Adding another level of complexity to the competing demands of the physical environment is the fact that inhabitants of a setting are not passive recipients, and their actions will interact with aspects of the surroundings, sometimes in unpredictable or complicated ways. This has already been suggested by descriptions above of teachers pausing during occasions of external noise and suggestions from some noise experiments that potentially distracting noise may sometimes enhance performance as people make more effort to concentrate. Other instances of changed behaviour due to noise might be more predictable, but are no less problematic. The WHO guidelines describe the ‘vicious circle’ that occurs when inadequate acoustics force speakers to raise their voices, resulting in more noise and so yet louder voices [23, p. 9].
These examples indicate the potential for more extended modifications to behaviour to have pronounced effects on the learning environment, and indeed there is some research evidence of this occurring. In the 1960s and 1970s when many new schools in the US and UK were built around open plan principles, some investigations of teaching practices in these new settings found that teachers were being more, rather than less, conservative in their methods. Fears of disturbing other classes made them less likely to encourage active, and so more noisy, independent learning than were teachers in traditional cellular classrooms [52,53]. Similarly, some research into behaviour in open plan offices shows such settings can discourage, rather than facilitate, social interactions, as people are concerned about disturbing their colleagues [54]. These observations suggest that sometimes in schools an organisational approach to noise nuisance may be appropriate so that a peaceful working environment can be maintained without the loss of other school activities that generate more noise. One of the WHO recommendations asserts that schools ought to ‘adapt their timetables in order to set aside certain periods of the day and areas of the school for noisy activities’ [23, p. 19].

_Extracted data_
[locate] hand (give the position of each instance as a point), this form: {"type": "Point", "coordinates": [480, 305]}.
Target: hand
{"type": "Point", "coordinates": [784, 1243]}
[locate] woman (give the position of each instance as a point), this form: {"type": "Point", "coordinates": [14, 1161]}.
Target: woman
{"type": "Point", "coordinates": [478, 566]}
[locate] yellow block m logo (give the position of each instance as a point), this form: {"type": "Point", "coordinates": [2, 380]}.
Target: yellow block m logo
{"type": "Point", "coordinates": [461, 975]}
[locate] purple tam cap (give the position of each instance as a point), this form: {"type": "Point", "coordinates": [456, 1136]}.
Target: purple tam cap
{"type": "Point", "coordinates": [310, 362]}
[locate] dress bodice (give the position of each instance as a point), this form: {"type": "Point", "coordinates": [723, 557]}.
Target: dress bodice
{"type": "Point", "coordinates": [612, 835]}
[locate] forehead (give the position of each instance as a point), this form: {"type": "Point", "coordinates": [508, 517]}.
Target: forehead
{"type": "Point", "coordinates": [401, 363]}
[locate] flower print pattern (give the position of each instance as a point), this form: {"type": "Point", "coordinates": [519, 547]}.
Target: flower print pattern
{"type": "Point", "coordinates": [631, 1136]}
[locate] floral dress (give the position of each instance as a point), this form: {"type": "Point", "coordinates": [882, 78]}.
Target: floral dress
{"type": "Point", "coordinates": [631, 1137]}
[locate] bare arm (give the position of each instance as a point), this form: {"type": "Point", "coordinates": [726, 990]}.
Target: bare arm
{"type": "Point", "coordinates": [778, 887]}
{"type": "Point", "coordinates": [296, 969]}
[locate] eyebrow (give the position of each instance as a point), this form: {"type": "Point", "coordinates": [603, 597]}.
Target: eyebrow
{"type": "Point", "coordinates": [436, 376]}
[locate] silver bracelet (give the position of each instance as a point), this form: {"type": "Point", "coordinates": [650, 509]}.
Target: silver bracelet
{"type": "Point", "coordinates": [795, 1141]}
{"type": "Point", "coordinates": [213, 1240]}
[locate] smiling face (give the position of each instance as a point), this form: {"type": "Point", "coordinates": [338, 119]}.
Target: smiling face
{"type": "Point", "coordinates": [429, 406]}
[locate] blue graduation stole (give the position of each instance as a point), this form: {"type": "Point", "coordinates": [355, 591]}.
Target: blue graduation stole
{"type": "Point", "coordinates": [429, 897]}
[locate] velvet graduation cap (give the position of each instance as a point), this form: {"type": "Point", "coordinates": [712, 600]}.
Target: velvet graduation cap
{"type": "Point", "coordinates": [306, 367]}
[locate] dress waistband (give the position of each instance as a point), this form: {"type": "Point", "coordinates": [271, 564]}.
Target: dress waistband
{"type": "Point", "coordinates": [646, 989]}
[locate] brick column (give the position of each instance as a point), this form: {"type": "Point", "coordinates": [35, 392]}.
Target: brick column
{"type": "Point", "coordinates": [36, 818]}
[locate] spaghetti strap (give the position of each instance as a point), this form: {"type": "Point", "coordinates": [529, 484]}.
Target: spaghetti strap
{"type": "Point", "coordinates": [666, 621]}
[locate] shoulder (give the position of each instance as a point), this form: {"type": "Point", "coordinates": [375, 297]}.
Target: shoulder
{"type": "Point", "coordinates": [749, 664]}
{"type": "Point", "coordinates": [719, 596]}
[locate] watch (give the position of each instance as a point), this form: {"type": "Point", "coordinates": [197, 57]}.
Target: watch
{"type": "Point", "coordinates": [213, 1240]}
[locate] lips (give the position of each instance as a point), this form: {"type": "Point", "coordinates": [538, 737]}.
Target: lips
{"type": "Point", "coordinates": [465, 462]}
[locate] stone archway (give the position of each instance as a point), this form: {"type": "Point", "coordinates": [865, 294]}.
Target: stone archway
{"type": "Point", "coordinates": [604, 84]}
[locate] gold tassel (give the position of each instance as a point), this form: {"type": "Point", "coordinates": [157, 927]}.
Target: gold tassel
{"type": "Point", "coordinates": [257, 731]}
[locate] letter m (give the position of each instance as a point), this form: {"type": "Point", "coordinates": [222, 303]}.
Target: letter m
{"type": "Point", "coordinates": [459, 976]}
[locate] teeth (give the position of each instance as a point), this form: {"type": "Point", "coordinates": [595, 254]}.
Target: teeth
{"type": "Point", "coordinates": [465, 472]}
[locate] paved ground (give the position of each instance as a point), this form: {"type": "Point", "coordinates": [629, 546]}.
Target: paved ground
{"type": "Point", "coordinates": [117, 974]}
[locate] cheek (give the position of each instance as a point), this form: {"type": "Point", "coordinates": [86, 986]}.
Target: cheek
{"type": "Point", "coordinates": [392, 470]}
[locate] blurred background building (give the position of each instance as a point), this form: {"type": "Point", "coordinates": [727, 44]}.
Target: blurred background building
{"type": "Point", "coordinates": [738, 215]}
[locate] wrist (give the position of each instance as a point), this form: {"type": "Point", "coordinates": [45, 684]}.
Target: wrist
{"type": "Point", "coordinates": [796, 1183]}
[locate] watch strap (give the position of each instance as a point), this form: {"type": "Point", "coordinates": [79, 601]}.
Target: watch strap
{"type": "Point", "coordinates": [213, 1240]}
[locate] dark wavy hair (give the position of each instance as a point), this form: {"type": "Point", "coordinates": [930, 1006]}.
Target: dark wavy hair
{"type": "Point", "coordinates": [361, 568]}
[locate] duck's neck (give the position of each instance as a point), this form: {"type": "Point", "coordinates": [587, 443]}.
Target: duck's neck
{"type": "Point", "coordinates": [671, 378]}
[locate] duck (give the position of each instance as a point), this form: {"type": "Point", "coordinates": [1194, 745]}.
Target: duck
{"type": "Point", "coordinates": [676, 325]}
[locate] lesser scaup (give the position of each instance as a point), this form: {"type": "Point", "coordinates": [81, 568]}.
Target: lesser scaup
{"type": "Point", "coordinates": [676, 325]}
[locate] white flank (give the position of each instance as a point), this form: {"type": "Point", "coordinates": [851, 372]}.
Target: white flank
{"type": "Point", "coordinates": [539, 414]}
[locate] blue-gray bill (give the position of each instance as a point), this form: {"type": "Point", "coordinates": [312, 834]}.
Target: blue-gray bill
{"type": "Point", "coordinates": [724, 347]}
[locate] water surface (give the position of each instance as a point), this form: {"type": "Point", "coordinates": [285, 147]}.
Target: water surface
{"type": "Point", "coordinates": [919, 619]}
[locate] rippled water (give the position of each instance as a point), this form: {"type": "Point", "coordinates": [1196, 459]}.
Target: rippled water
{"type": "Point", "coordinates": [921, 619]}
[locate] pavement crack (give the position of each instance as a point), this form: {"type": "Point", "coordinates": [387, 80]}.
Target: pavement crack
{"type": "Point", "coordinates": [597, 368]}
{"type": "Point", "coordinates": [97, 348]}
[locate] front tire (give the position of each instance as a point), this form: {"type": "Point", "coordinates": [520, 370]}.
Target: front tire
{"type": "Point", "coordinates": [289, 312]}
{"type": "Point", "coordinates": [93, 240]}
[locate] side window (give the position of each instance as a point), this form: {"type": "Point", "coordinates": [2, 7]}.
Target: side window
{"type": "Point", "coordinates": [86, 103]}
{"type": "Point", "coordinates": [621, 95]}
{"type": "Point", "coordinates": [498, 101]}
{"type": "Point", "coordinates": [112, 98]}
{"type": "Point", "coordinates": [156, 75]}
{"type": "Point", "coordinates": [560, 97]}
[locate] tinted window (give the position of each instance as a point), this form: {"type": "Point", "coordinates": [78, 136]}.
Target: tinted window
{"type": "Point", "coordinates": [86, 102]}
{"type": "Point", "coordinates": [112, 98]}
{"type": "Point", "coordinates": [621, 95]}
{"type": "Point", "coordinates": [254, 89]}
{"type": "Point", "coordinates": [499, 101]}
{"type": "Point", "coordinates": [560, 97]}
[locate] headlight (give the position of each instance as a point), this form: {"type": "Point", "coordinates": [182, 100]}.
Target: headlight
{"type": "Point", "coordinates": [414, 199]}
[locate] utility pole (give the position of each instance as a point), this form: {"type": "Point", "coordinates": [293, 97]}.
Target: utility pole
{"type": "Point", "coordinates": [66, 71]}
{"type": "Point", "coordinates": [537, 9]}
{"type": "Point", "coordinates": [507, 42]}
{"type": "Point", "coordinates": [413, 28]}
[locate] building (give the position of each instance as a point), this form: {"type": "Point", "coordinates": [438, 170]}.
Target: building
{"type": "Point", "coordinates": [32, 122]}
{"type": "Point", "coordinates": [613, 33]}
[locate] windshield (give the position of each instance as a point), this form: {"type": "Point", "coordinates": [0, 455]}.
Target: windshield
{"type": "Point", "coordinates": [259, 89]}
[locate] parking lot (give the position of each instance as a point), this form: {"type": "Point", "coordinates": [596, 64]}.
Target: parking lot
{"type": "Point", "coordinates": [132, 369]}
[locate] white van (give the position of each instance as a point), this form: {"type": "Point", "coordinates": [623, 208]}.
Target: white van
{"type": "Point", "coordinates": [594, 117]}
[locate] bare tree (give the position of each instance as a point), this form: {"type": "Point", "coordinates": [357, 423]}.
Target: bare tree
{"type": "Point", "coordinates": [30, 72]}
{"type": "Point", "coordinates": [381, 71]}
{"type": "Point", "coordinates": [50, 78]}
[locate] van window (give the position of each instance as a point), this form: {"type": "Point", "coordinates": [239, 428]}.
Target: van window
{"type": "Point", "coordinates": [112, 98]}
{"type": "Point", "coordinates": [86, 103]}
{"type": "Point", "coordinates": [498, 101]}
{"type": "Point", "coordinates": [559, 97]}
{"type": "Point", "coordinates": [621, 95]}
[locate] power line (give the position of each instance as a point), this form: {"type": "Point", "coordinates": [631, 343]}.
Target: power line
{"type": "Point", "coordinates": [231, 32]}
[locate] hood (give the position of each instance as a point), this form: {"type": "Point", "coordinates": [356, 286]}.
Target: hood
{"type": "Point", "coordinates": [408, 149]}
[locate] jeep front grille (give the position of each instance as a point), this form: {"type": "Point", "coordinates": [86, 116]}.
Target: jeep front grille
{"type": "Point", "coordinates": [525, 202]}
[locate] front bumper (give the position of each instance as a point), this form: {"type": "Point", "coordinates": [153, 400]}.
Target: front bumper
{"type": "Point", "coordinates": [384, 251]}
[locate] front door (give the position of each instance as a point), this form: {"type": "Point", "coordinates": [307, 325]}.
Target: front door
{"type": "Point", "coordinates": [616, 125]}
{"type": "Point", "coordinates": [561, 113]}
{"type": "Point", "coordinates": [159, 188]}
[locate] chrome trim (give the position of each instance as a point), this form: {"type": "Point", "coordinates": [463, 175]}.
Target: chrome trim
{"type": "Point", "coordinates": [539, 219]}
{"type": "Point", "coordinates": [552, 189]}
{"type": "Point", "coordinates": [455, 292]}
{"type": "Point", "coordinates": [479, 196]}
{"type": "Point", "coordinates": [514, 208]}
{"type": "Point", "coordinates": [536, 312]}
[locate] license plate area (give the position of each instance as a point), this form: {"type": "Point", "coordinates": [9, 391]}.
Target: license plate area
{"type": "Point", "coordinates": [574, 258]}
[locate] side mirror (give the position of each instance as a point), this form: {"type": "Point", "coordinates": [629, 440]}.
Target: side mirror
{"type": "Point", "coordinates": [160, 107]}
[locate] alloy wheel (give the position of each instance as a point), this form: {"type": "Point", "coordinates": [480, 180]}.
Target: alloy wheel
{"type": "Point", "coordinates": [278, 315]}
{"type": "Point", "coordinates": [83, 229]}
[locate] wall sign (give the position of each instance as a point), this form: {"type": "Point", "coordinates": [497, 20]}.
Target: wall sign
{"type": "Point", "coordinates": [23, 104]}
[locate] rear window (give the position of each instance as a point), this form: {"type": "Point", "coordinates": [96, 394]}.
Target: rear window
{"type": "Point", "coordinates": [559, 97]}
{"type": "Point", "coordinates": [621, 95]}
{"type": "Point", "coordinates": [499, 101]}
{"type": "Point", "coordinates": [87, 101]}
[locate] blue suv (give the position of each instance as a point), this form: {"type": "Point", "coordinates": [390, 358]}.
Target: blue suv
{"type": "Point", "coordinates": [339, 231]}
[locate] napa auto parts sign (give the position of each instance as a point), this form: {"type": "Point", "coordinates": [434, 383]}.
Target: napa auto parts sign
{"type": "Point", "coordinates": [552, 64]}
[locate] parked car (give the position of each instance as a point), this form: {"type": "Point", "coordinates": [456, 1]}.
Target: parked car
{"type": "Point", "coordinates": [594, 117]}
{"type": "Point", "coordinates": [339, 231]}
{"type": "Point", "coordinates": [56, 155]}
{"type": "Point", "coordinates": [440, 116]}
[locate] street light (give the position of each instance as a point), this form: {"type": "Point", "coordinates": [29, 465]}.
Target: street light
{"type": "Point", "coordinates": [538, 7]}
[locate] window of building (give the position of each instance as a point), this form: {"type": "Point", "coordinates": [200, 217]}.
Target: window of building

_Set problem_
Edit the noise passage from the words "Adding another level" through "voices [23, p. 9].", replacing "inhabitants" with "occupants".

_Response for this exercise_
Adding another level of complexity to the competing demands of the physical environment is the fact that occupants of a setting are not passive recipients, and their actions will interact with aspects of the surroundings, sometimes in unpredictable or complicated ways. This has already been suggested by descriptions above of teachers pausing during occasions of external noise and suggestions from some noise experiments that potentially distracting noise may sometimes enhance performance as people make more effort to concentrate. Other instances of changed behaviour due to noise might be more predictable, but are no less problematic. The WHO guidelines describe the ‘vicious circle’ that occurs when inadequate acoustics force speakers to raise their voices, resulting in more noise and so yet louder voices [23, p. 9].